**Your objective:**
In the Easter message below, what field were the writer's first academic qualifications in?

**Page extract:**
--

As the territorial commander of The Salvation Army's Australia Southern Territory I take this opportunity to wish everyone who reads this column a safe, meaningful, enjoyable and insightful Easter holiday.
That word ‘holiday’, or ‘holy day’, hints at the fact that Easter is a most sacred, special time of the year for Christians. Across this country, and the world, people use the Easter period as a time to regroup; to spend time with family and friends. For Christians it is a time to remember the life, teachings and acts of Jesus Christ, and his arrest, assault, torture, death and – Christians believe – his resurrection.
There have been many efforts to try and comprehend why Jesus, who we believe was God’s Son, gave his life. The idea of selfless, sacrificial love doesn’t translate easily to generations who don’t necessarily ‘get’ or accept the church’s concept of sin, separation from God or a need to be reconciled with God.
I believe that good and evil are present in our world, even if we don’t recognise them or struggle to define them. The Salvation Army believes in an absolute good – in God – and sees God’s Love expressed best in the meeting of social and spiritual need; the alleviating and healing of pain. The wiping of tears, and the binding of wounds. This is God’s love in action.
I am profoundly convinced that the idea that God needed, and was able, to be reconciled with humanity is at heart an eternal mystery. I find my best response is a grateful pursuit of love; an acceptance and pursuit of grace in my daily living.
My first academic qualifications were in the realm of natural science. As we continue to gain a greater understanding of the cosmos, of the intricacies of creation revealed through scientific and medical revelations, I find my best and most rewarding response is awe at the Creator who put us all into play.
Although there would be those who would suggest that the events of Easter are not empirically verifiable, there are elements of evidence of the death and the resurrection of Jesus. Yet Easter is a matter of faith and belief.
In the Bible, faith is described as ‘the confidence in what we hope for and assurance about what we do not see’ (Hebrews 11:1). In a paraphrase of that statement in The Message we read that ‘faith is the firm foundation under everything that makes life worth living. It’s our handle on what we can’t see.’
The mystery of grace cannot be measured or quantified. But the proof of grace, embodied in Jesus, is demonstrated every day by millions of his followers. I hope that this Easter you experience the mystery of a God who wouldn’t let go of us; who went through grief and pain and rejection to bring us back to grace. May we in faith embrace the grace he offers to all of us.

--

**Supplied information:**
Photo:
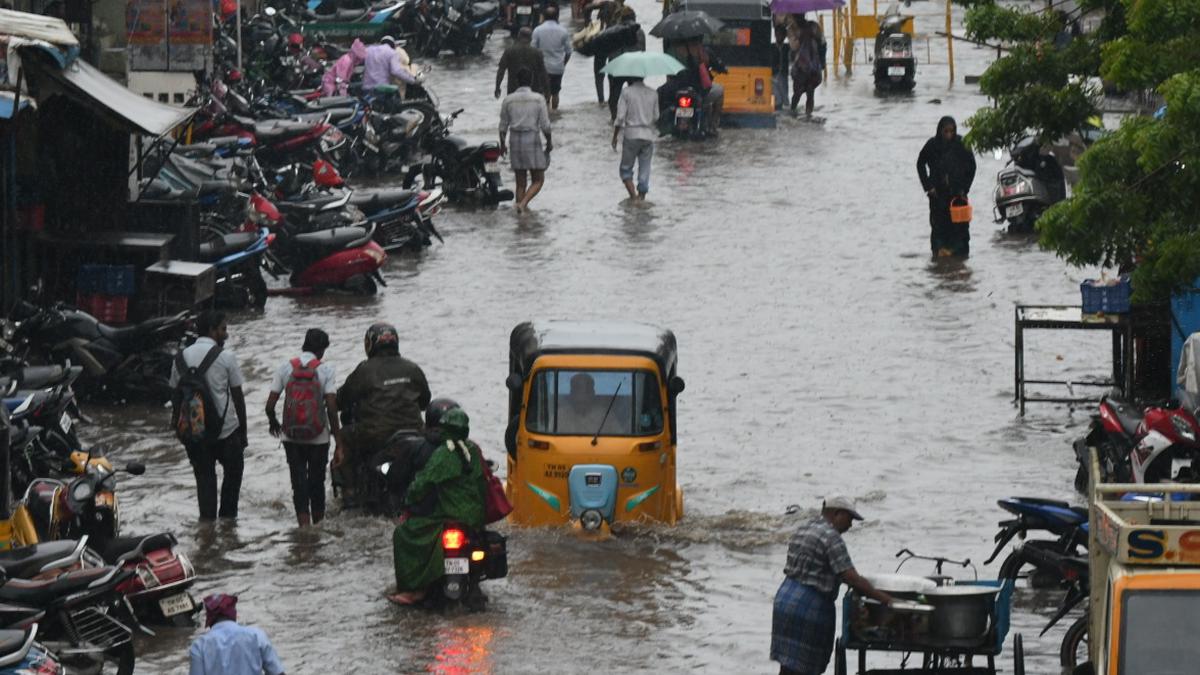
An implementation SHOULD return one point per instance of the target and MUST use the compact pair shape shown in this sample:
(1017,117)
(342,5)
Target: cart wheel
(1018,655)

--

**Exercise output:**
Natural science.